**解くべき課題**
A) 海外研修レポートによると、ライプツィヒ大学で開催された国際ペプチド学会には、今年何ヵ国から何名以上が参加したか。
B) 海外研修レポートの内容を2文で要約せよ。
C) 海外研修レポートの最後の文の後に続く部分を書いてください。

**抽出テキスト**

*****

戸口 侑さん(プログラムパイロット生)と峯 健太さん(プログラム2期生)が、平成28年9月2日から15日までの2週間、国際ペプチド学会(8th International Peptide Symposium) と 34th European Peptide Symposium への参加と合わせて、ハレ大学(Martin Luther University of Halle-Wittenberg)とライプツィヒ大学(Leipzig University)にある2つの研究室を訪問しました。本レポートでは、海外ネットワーク形成支援を利用した2名のプログラム生の取り組みを紹介します。
●国際的なネットワークを形成できた2週間●
報告:リーディングプログラムパイロット生 戸口 侑
写真:国際ペプチド学会でポスター発表する様子
滞在期間中にライプツィヒ大学で開催された国際ペプチド学会は、ペプチド科学に関連する全ての研究の最新のアプローチや知見に関して発表を行う学会で、今年は40ヵ国から700名以上が参加した非常に大きな学会です。私は本学会で、疾患に深く関係する癌抑制タンパク質 p53の変異体を用いた四量体形成についてポスター発表を行い、ペプチド科学の分野の方に興味深く聞いていただきました。発表分野は、ペプチドの合成法の開発からペプチドを用いた治療法やドラッグデザインまであり、日本で参加したことのある日本ペプチド学会(日本ペプチド討論会)よりも非常に幅広く、ペプチド科学の有用性とその重要性を改めて感じる学会となりました。
写真上:ライプツィヒ大学でのディスカッションの様子
写真下:ハレ大学のセミナーで発表する様子
研究室訪問では、ライプツィヒ大学の Prof. Annette の生化学・生物有機化学研究室と、ハレ大学のProf. Cordeliaのラボを訪問しました。ハレ大学では、研究室訪問だけでなくセミナーも開いていただき、国際ペプチド学会で発表した内容とは別に癌抑制タンパク質 p53の飢餓ストレスに対する効果という内容で研究発表を行い、活発にディスカッションしました。
海外ネットワーク形成支援を利用して、国際学会での発表だけでなく、海外の大学の訪問や発表、そしてディスカッションも行うことができました。研究室訪問は、近い距離で海外の先生方や研究者と接することのできる貴重な機会であると思います。今回得られたネットワークを今後の自身の研究にも活かしていきたいと強く感じました。
●将来の研究に向けた指針を得ることができた研究室訪問●
報告:リーディングプログラム2期生 峯 健太
平成28年9月2日から15日までの2週間、8th International Peptide Symposium と 34th European Peptide Symposium への参加とあわせて、ハレ大学(Martin Luther University of Halle-Wittenberg)とライプツィヒ大学(Leipzig University)にある研究室を訪問し、研究室見学と研究者間交流を行いました。

*****

物体の自由記述:
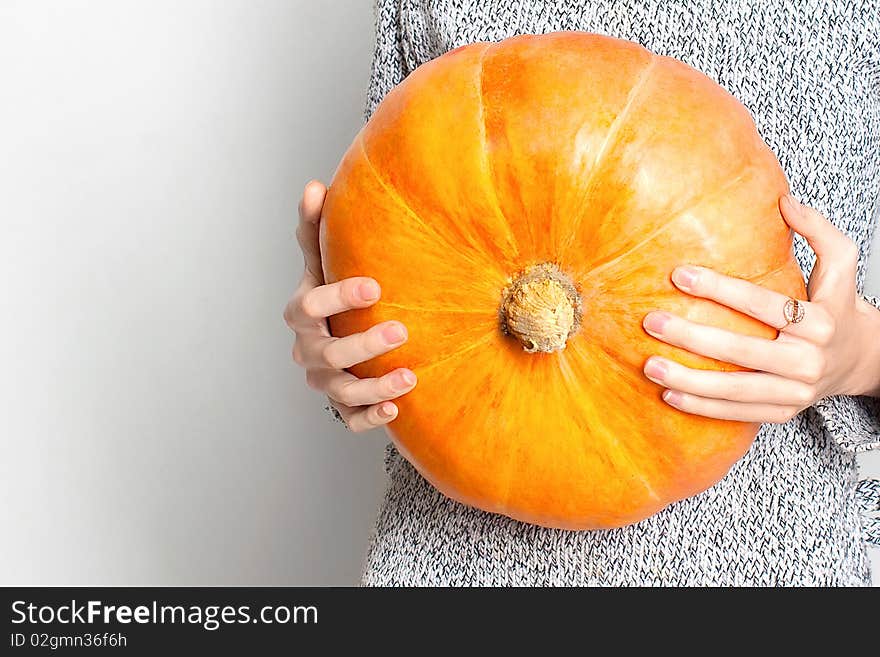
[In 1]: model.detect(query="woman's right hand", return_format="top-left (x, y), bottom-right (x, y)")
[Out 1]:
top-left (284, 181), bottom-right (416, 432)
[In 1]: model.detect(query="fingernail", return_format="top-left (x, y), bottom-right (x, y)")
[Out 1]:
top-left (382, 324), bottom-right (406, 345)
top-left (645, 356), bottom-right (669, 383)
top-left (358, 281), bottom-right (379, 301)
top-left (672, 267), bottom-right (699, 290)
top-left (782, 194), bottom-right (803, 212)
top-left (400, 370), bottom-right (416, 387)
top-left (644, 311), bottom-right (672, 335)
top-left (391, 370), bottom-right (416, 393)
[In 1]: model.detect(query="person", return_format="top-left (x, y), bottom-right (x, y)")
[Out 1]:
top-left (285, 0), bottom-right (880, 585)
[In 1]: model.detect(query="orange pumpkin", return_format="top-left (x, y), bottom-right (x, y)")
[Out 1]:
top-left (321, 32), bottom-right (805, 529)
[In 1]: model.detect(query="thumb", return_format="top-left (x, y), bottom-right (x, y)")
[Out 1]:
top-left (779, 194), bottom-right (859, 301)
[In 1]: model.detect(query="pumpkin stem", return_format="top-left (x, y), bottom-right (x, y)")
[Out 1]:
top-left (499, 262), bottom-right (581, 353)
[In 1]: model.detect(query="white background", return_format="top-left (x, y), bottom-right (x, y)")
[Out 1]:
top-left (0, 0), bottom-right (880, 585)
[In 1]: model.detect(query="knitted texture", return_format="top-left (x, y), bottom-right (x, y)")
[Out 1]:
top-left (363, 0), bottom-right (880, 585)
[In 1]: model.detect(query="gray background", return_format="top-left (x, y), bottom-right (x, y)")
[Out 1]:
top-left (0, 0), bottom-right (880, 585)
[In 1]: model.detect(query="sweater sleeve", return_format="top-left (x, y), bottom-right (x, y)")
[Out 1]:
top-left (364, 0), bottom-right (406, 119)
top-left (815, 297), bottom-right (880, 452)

*****

**課題の解答**
A) 40ヵ国から700名以上。

B) 戸口侑さんと峯健太さんは、平成28年9月2日から15日までの2週間、国際ペプチド学会などへの参加と合わせて、ハレ大学とライプツィヒ大学の研究室を訪問した。戸口さんは学会で癌抑制タンパク質p53の変異体を用いた四量体形成についてポスター発表を行い、ハレ大学のセミナーでも研究発表とディスカッションを行って、得られたネットワークを今後の研究に活かしたいと述べている。

C)
写真上:研究室見学の様子
写真下:ハレ大学でのセミナーの様子(発表者は峯さん)
ハレ大学では、タンパク質の立体構造とそれに基づく機能に大きく関与するプロリン異性化酵素の研究で成果をあげられた Prof. Cordelia が所属している研究所を訪問しました。この訪問では、同大学に所属する十数名の研究者の前でセミナー形式の口頭発表とディスカッションを行いました。発表では、生体分子であるペプチドで金属ナノ構造体形成を制御する研究に関する内容を報告したところ、バイオ分野とナノ材料分野を融合した非常に興味深い研究であるという高い評価を頂くことができました。
写真上:ライプツィヒ大学の前にて
写真下:右からProf. Annette 、戸口さん、峯さん
ライプツィヒ大学では、今年度の国際ペプチド学会の主催者を務められた Prof. Annette の研究室を訪れました。この訪問では、自身の研究内容について紹介したほか、科学研究や科学教育の情勢、研究室運営や研究室の雰囲気、研究方針の設計等についてディスカッションを行い、日本とドイツの研究者間の共通点や違いなどを知ることができました。
今回、歴史ある化学の国ドイツの大学に所属する研究者に対して自身の研究成果を発表する機会とディスカッションを通じて、この先の研究生活に大きく関わるような国際的な交流を図ることができました。自身の関連分野について最先端の知見を得ることに加え、世界的なペプチド研究の動向と将来の研究に向けた指針を得ることもできる貴重な機会となりました。